◆ Exercise aim: Copy everything from the line containing "rice paddy field?" down to the line containing "[74,165,150,194]", keeping every line including the requests, but shift each bounding box coordinate in the answers up by 82.

◆ Supplied data:
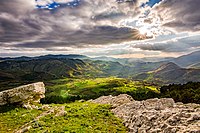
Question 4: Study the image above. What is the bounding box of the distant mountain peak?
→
[155,62,181,72]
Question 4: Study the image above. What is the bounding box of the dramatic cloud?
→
[0,0,200,56]
[150,0,200,31]
[0,0,152,47]
[132,35,200,52]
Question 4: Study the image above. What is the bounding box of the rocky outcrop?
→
[92,94,200,133]
[0,82,45,107]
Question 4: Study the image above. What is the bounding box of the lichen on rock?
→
[90,94,200,133]
[0,82,45,108]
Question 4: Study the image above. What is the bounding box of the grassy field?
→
[0,102,126,133]
[43,77,159,103]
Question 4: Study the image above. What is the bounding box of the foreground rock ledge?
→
[0,82,45,106]
[90,94,200,133]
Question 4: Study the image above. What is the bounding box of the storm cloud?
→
[150,0,200,31]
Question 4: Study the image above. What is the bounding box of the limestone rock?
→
[0,82,45,107]
[91,94,200,133]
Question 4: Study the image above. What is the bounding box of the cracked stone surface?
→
[91,94,200,133]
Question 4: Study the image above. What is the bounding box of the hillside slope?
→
[133,62,200,84]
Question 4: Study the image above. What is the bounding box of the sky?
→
[0,0,200,58]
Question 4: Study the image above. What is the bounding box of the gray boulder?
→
[0,82,45,106]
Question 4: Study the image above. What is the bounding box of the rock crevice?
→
[91,94,200,133]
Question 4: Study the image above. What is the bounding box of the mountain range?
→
[0,51,200,89]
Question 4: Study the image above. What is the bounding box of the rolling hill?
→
[133,62,200,84]
[171,51,200,68]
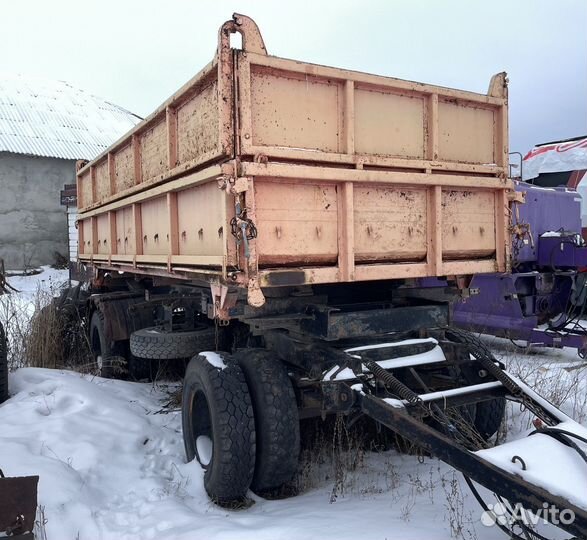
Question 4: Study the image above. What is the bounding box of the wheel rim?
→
[190,390,214,469]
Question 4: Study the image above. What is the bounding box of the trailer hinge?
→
[207,283,238,326]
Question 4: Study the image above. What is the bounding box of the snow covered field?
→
[0,271,587,540]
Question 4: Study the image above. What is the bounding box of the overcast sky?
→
[0,0,587,152]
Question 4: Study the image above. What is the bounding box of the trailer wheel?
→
[130,325,216,360]
[0,324,8,403]
[446,328,506,440]
[182,353,255,505]
[234,349,300,494]
[90,310,126,379]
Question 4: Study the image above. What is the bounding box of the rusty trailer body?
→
[64,15,587,539]
[77,16,512,305]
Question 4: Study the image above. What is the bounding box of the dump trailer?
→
[72,14,587,537]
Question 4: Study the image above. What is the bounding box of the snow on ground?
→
[0,273,587,540]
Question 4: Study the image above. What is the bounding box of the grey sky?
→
[0,0,587,152]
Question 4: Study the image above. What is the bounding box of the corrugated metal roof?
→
[0,74,141,160]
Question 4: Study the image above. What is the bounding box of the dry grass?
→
[0,288,96,373]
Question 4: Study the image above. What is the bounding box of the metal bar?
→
[337,182,355,281]
[132,134,143,185]
[343,80,355,155]
[165,107,177,170]
[426,186,442,276]
[355,392,587,538]
[302,305,448,341]
[107,152,116,195]
[494,189,511,272]
[426,94,438,161]
[242,162,513,190]
[247,52,503,109]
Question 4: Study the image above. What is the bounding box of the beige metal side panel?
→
[177,81,219,164]
[78,56,234,213]
[114,144,135,193]
[255,178,338,266]
[354,186,426,262]
[250,69,342,152]
[177,182,225,256]
[438,101,496,164]
[354,88,425,158]
[141,116,168,181]
[141,197,169,255]
[442,190,496,260]
[78,219,92,254]
[237,52,507,177]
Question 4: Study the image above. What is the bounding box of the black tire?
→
[234,349,300,494]
[130,326,216,360]
[0,324,8,403]
[446,328,506,441]
[89,310,126,379]
[182,353,255,505]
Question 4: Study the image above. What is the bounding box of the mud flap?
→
[0,471,39,540]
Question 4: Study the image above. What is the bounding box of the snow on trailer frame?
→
[77,15,512,306]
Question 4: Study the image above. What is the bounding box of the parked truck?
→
[71,14,587,536]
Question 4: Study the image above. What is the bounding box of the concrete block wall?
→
[0,152,75,270]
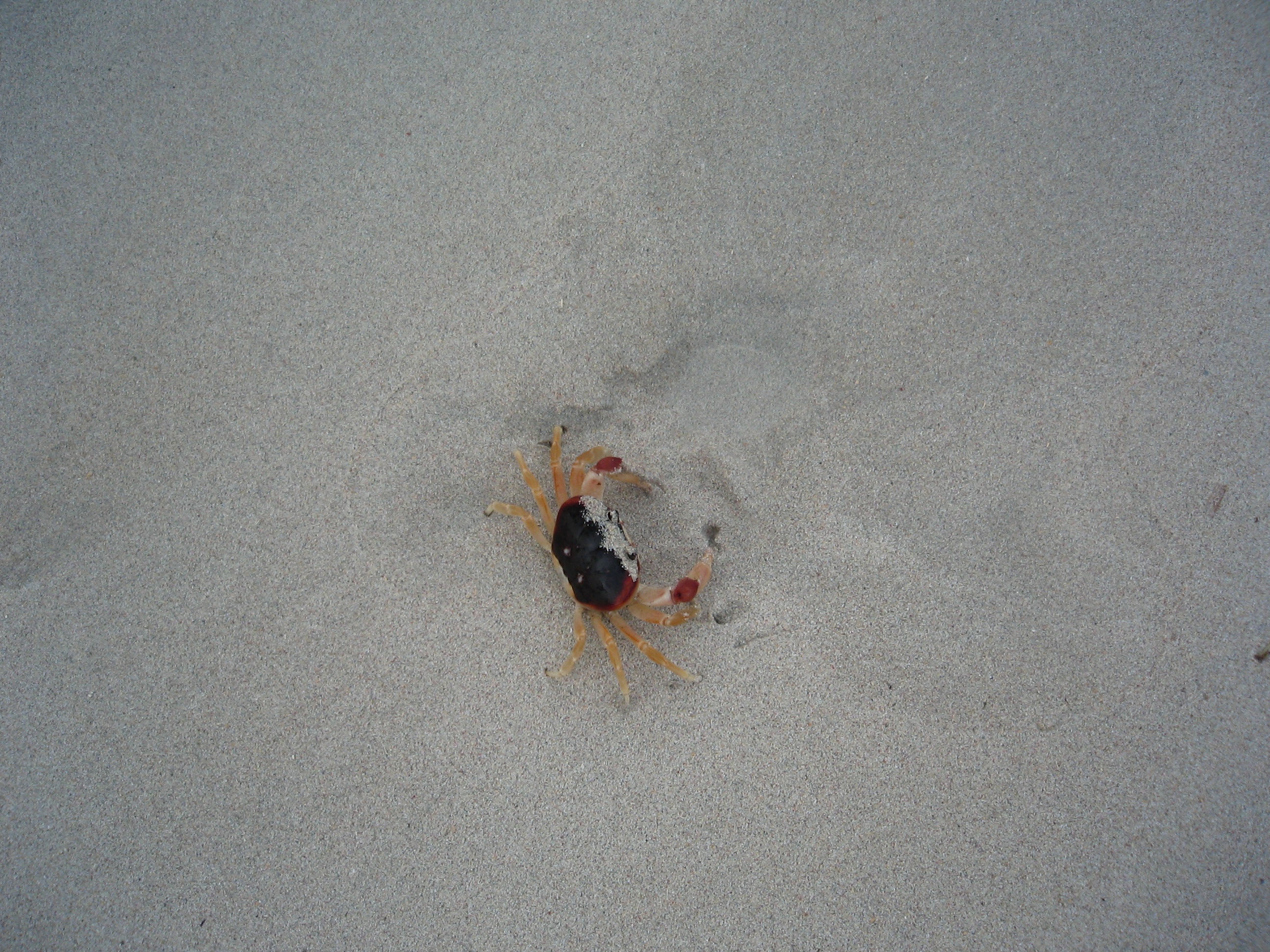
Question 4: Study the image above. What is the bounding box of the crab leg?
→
[590,612,631,705]
[546,605,587,678]
[485,502,551,553]
[569,447,607,496]
[635,548,714,606]
[551,427,569,509]
[609,615,701,680]
[625,600,701,628]
[512,450,555,536]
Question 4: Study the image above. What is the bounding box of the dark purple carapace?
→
[551,492,639,612]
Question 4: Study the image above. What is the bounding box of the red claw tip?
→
[671,579,701,604]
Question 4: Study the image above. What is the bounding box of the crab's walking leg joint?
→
[485,502,554,558]
[546,605,587,678]
[512,450,555,536]
[551,427,569,508]
[571,447,609,502]
[609,615,701,680]
[626,599,701,628]
[635,548,714,606]
[590,612,631,705]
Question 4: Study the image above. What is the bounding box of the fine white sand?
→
[0,0,1270,951]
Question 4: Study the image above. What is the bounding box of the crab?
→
[485,427,714,705]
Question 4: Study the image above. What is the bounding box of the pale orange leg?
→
[485,502,551,552]
[551,427,569,509]
[569,447,609,496]
[635,548,714,606]
[626,600,701,628]
[546,605,587,678]
[590,612,631,705]
[512,450,555,536]
[609,615,701,680]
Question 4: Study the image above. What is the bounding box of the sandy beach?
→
[0,0,1270,952]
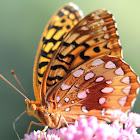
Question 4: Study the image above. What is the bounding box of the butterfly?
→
[7,3,139,132]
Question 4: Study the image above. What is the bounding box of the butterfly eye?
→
[29,104,36,112]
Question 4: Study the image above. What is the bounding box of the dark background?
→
[0,0,140,140]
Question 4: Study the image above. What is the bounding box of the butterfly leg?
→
[27,121,44,135]
[61,116,68,126]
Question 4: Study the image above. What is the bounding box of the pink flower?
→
[24,110,140,140]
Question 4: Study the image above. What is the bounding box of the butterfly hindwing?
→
[33,3,83,101]
[46,56,139,122]
[46,9,122,94]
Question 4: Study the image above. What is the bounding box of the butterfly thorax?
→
[25,99,61,129]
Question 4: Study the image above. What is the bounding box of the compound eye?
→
[30,104,36,111]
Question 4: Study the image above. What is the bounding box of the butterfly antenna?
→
[11,70,29,97]
[0,74,30,101]
[13,111,26,140]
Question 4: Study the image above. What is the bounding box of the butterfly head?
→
[25,99,36,116]
[25,99,61,128]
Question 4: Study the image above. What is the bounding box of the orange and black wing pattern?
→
[33,3,83,100]
[44,9,122,94]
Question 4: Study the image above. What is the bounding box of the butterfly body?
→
[25,99,62,129]
[25,4,139,128]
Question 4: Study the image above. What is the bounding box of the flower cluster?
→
[24,110,140,140]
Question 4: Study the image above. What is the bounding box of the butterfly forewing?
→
[33,3,83,100]
[46,9,122,94]
[46,56,139,122]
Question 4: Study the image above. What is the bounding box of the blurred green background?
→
[0,0,140,140]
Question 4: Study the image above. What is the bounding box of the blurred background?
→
[0,0,140,140]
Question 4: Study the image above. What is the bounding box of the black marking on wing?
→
[41,50,51,59]
[38,80,41,84]
[80,50,90,61]
[38,73,44,77]
[47,76,63,81]
[57,11,64,17]
[47,82,57,87]
[38,62,48,68]
[51,65,68,72]
[81,42,90,49]
[56,53,74,65]
[64,7,78,20]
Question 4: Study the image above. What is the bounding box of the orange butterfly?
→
[0,3,139,139]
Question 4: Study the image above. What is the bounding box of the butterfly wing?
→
[44,9,122,95]
[46,56,139,122]
[33,3,82,101]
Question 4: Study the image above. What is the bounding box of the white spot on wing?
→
[64,97,69,103]
[118,97,127,107]
[79,115,86,118]
[81,106,88,113]
[65,107,70,112]
[57,103,62,108]
[131,98,136,107]
[81,26,89,31]
[75,84,79,87]
[100,19,105,23]
[103,26,107,31]
[121,76,130,84]
[106,80,113,85]
[91,13,95,17]
[94,15,100,19]
[61,83,71,90]
[136,87,140,95]
[77,91,87,99]
[73,69,84,77]
[115,68,124,75]
[99,97,106,105]
[86,89,90,93]
[56,96,60,103]
[122,86,131,95]
[85,72,95,80]
[104,34,109,39]
[91,59,104,66]
[95,77,104,82]
[105,61,116,69]
[71,100,74,104]
[101,87,114,93]
[101,108,105,116]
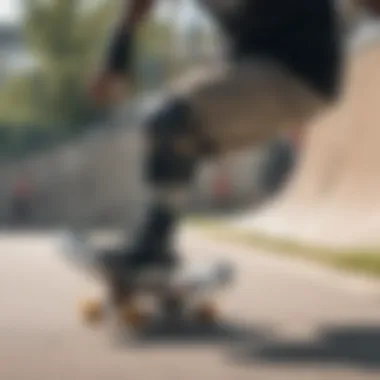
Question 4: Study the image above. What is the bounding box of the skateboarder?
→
[89,0,374,269]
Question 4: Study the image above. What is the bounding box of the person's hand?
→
[90,72,134,107]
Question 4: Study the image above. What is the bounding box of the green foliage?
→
[0,0,117,125]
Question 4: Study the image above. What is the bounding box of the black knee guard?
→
[145,100,201,185]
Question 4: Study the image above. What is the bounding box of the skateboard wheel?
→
[120,305,148,329]
[195,303,217,324]
[79,300,104,325]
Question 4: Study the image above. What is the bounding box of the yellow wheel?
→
[195,303,218,324]
[79,299,104,325]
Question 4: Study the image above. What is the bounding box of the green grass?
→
[187,218,380,277]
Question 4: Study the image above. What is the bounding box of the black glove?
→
[106,29,134,75]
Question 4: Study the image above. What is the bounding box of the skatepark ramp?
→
[234,25,380,247]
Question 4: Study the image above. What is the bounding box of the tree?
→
[18,0,117,124]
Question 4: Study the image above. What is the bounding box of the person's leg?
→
[103,98,211,268]
[106,61,330,267]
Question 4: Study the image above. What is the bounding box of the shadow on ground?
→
[116,322,269,347]
[238,325,380,370]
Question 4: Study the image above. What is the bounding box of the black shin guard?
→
[132,101,205,257]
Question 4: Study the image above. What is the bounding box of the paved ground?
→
[0,232,380,380]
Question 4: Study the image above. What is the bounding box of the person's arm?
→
[92,0,154,105]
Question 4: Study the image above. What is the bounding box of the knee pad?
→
[145,100,200,185]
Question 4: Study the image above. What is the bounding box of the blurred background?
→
[0,0,300,227]
[0,0,380,380]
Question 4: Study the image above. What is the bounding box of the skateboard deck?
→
[58,232,233,328]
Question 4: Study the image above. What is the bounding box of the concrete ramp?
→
[238,45,380,246]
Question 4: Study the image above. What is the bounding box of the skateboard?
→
[62,232,234,330]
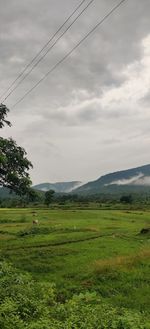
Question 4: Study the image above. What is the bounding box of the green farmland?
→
[0,209,150,329]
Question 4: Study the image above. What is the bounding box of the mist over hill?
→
[0,164,150,199]
[74,164,150,195]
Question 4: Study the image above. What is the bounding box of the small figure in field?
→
[32,219,39,225]
[32,211,37,216]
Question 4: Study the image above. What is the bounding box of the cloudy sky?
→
[0,0,150,183]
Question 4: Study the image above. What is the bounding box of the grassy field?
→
[0,209,150,312]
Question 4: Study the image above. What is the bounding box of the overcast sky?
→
[0,0,150,184]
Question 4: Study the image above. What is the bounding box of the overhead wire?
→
[0,0,90,102]
[12,0,127,108]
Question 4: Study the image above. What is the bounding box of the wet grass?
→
[0,209,150,311]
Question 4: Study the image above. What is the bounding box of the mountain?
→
[33,181,82,193]
[73,165,150,195]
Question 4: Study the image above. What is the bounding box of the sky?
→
[0,0,150,184]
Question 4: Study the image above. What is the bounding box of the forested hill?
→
[33,181,81,193]
[74,165,150,195]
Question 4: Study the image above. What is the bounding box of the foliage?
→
[0,105,32,195]
[120,194,133,204]
[45,190,55,206]
[0,262,149,329]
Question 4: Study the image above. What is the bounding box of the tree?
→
[120,194,133,204]
[45,190,55,206]
[0,104,32,195]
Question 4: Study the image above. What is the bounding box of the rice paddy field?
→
[0,209,150,315]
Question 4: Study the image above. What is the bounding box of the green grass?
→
[0,209,150,311]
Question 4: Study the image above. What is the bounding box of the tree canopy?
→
[0,104,32,195]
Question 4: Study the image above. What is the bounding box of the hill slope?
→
[74,165,150,194]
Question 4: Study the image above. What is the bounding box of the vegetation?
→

◆ Exercise answer:
Question 4: Study the image above. What is the bounding box of the rice paddy field?
→
[82,291,232,397]
Question 4: Study the image above. What is the bounding box of the green grass?
→
[82,291,232,393]
Question 4: Study the image above. What is the bounding box of the tree canopy?
→
[82,186,114,277]
Question 4: Study the image above. What is the bounding box of the hill slope?
→
[156,247,232,276]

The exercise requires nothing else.